*EXERCISE TASK*:
Rewrite the material below as a numbered list with one line per number, skipping any blank lines and leaving out the pictures.
BEGIN DATASET EXCERPTS
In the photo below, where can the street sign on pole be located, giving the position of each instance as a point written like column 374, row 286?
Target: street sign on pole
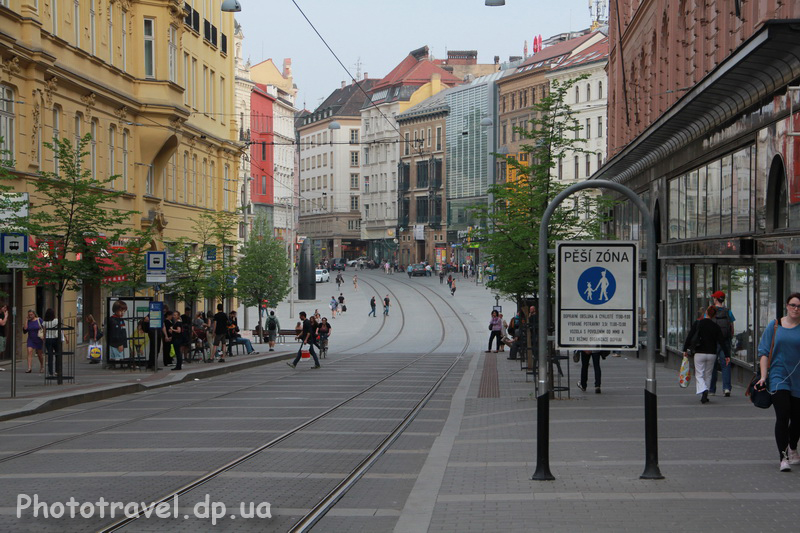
column 14, row 244
column 156, row 267
column 596, row 294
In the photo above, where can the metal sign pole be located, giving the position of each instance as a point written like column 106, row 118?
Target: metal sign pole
column 13, row 334
column 651, row 469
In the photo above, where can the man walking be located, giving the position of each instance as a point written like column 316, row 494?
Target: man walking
column 306, row 337
column 724, row 319
column 219, row 325
column 273, row 325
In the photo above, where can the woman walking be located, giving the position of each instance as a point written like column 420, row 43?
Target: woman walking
column 496, row 328
column 51, row 339
column 34, row 344
column 703, row 338
column 783, row 379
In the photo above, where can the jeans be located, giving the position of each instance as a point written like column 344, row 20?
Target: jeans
column 595, row 357
column 726, row 372
column 310, row 349
column 51, row 346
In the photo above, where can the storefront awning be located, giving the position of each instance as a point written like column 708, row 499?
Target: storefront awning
column 763, row 64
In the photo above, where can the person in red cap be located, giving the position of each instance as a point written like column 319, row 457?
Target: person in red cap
column 724, row 319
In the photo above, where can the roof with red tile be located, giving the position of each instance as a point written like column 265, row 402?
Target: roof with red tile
column 596, row 52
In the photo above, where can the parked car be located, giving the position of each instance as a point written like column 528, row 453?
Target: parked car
column 354, row 262
column 323, row 275
column 418, row 270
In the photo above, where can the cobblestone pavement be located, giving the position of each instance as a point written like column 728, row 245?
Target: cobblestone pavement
column 464, row 464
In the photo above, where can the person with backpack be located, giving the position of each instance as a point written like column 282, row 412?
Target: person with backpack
column 272, row 329
column 724, row 319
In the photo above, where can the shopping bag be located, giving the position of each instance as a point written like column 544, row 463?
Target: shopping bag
column 95, row 353
column 685, row 375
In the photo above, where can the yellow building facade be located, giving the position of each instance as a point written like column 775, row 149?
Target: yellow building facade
column 152, row 81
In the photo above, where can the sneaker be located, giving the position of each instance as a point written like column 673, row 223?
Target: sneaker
column 794, row 457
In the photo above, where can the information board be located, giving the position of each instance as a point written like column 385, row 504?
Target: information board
column 596, row 294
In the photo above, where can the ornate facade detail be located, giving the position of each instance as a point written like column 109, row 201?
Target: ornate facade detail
column 11, row 66
column 36, row 117
column 89, row 101
column 121, row 114
column 50, row 87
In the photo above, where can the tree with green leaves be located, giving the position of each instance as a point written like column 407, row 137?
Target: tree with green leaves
column 264, row 269
column 73, row 221
column 509, row 231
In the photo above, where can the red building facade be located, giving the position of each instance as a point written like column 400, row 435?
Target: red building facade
column 262, row 152
column 704, row 125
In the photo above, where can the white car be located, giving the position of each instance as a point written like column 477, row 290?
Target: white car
column 354, row 262
column 323, row 275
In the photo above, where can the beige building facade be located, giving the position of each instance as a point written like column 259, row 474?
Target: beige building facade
column 151, row 82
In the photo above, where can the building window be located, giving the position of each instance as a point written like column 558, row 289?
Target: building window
column 112, row 139
column 110, row 33
column 93, row 149
column 173, row 54
column 92, row 26
column 76, row 22
column 124, row 42
column 56, row 136
column 185, row 176
column 7, row 121
column 149, row 49
column 125, row 160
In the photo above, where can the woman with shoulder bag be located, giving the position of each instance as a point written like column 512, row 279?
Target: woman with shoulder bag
column 702, row 343
column 496, row 327
column 783, row 379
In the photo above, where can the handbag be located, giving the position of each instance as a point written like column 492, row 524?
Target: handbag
column 762, row 398
column 685, row 375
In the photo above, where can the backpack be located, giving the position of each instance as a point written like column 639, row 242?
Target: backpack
column 723, row 320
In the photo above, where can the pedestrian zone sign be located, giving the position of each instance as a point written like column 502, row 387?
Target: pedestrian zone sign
column 596, row 294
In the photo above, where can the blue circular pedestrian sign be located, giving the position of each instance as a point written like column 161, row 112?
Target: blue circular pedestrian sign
column 597, row 285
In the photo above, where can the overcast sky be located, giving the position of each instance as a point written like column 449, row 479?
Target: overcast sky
column 380, row 33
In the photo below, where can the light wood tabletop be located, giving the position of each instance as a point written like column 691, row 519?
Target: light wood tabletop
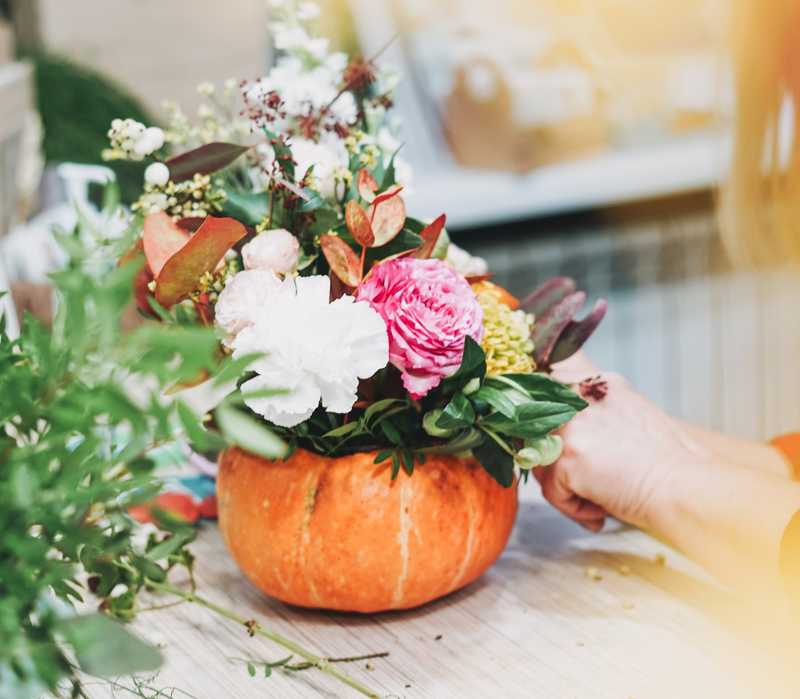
END DATASET EXCERPTS
*RESPONSE BELOW*:
1. In the photo below, where can the street sign on pole be located, giving the position of each instance as a point written like column 374, row 286?
2. Target: street sign on pole
3. column 14, row 244
4. column 156, row 267
5. column 596, row 294
6. In the photo above, where can the metal sign pole be located, giving the position of each instance as a point written like column 106, row 118?
7. Target: metal sign pole
8. column 13, row 334
9. column 651, row 469
10. In the photo above, where can the man walking be located, giving the position of each instance as a point written like column 316, row 494?
11. Target: man walking
12. column 306, row 337
13. column 724, row 319
14. column 219, row 325
15. column 273, row 325
16. In the photo above, where can the woman walking be located, giving the position of each instance as a point written like column 420, row 43?
17. Target: woman walking
18. column 496, row 328
19. column 51, row 339
20. column 34, row 344
21. column 703, row 338
22. column 783, row 379
23. In the photo above, where can the jeans be located, giving the position of each instance as a point written like column 344, row 20?
24. Target: jeans
25. column 595, row 357
26. column 726, row 372
27. column 310, row 349
28. column 51, row 346
29. In the photo above, where can the storefront awning be located, giving the position of each instance as a point written like column 708, row 499?
30. Target: storefront awning
31. column 763, row 64
32. In the photo above, where can the person in red cap be located, giving the position of each instance as a point written like column 319, row 457?
33. Target: person in red cap
34. column 724, row 319
35. In the photo above, where can the roof with red tile be located, giving the position of each instance as a point written like column 265, row 402?
36. Target: roof with red tile
37. column 596, row 52
38. In the photo above, where can the parked car be located, giving the position of each instance as a point written like column 528, row 453?
39. Target: parked car
40. column 354, row 262
41. column 323, row 275
42. column 418, row 270
43. In the photo above, where can the cobblestone pavement be located, giving the position of each instance as a point written like column 728, row 245?
44. Target: cobblestone pavement
45. column 464, row 464
46. In the photo above, where can the person with backpack be located, giving the position of each instance as a point written like column 282, row 412?
47. Target: person with backpack
48. column 272, row 329
49. column 724, row 319
50. In the photo above, where can the shopping bag be located, giving the position of each instance as a point written like column 544, row 463?
51. Target: shopping bag
52. column 95, row 353
53. column 685, row 375
54. In the photo above, where can the yellow building facade be located, giving the position of each instance as a point written like column 775, row 149?
55. Target: yellow building facade
56. column 152, row 81
57. In the photo above, where can the sneaker be located, giving the position of each instance as a point written like column 673, row 223?
58. Target: sneaker
59. column 794, row 457
60. In the photo above, where can the information board be located, giving the position of each instance as a point written like column 385, row 504?
61. Target: information board
62. column 596, row 294
63. In the photo above, where can the ornate facade detail be located, giving the position of each instance as a point written like column 109, row 201?
64. Target: ornate facade detail
65. column 11, row 66
66. column 36, row 117
67. column 89, row 101
68. column 121, row 114
69. column 50, row 87
70. In the photo above, where can the tree with green leaves be located, giving the position of each instance as a point written like column 407, row 137?
71. Target: tree with green leaves
72. column 264, row 269
73. column 73, row 221
74. column 509, row 231
75. In the photo above, where can the red building facade be located, giving the position of each instance as a point written like column 400, row 435?
76. Target: red building facade
77. column 262, row 152
78. column 704, row 125
79. In the photo above, where can the white car be located, giving the position of each instance as a point written like column 477, row 290?
80. Target: white car
81. column 354, row 262
82. column 323, row 275
83. In the photo above, where can the beige building facade be located, giving the position of each instance as a point written like column 259, row 474?
84. Target: beige building facade
85. column 151, row 82
86. In the photo above, where can the building window be located, giving the position of each instance as a point written like column 558, row 289?
87. Target: building window
88. column 112, row 139
89. column 110, row 33
90. column 93, row 149
91. column 173, row 54
92. column 92, row 26
93. column 76, row 22
94. column 124, row 42
95. column 56, row 136
96. column 185, row 176
97. column 7, row 121
98. column 149, row 49
99. column 125, row 160
100. In the photo above, where can the woman with shoulder bag be located, giving the position of each instance as a point written like column 512, row 279?
101. Target: woman with shoulder bag
102. column 702, row 343
103. column 496, row 327
104. column 783, row 379
105. In the photo above, where can the handbag be located, giving the position of each instance as a point written like column 492, row 524?
106. Target: handbag
107. column 762, row 398
108. column 685, row 375
109. In the photo above, where can the backpack be located, giving the position of each instance as a point written like column 639, row 242?
110. Target: backpack
111. column 723, row 320
112. In the photo above, where can the pedestrian zone sign be located, giving the position of each instance as a point written like column 502, row 387?
113. Target: pedestrian zone sign
114. column 596, row 294
115. In the photo above, where can the blue circular pedestrian sign be located, giving the position of each instance as a point written like column 161, row 112?
116. Target: blue circular pedestrian sign
117. column 597, row 285
118. In the photo above, where can the overcast sky be located, giving the position of each instance as a point written like column 449, row 479?
119. Target: overcast sky
120. column 380, row 33
121. In the photo below, where can the light wood tabletop be located, giving the position of each instance as a point written like column 691, row 519?
122. Target: light wood tabletop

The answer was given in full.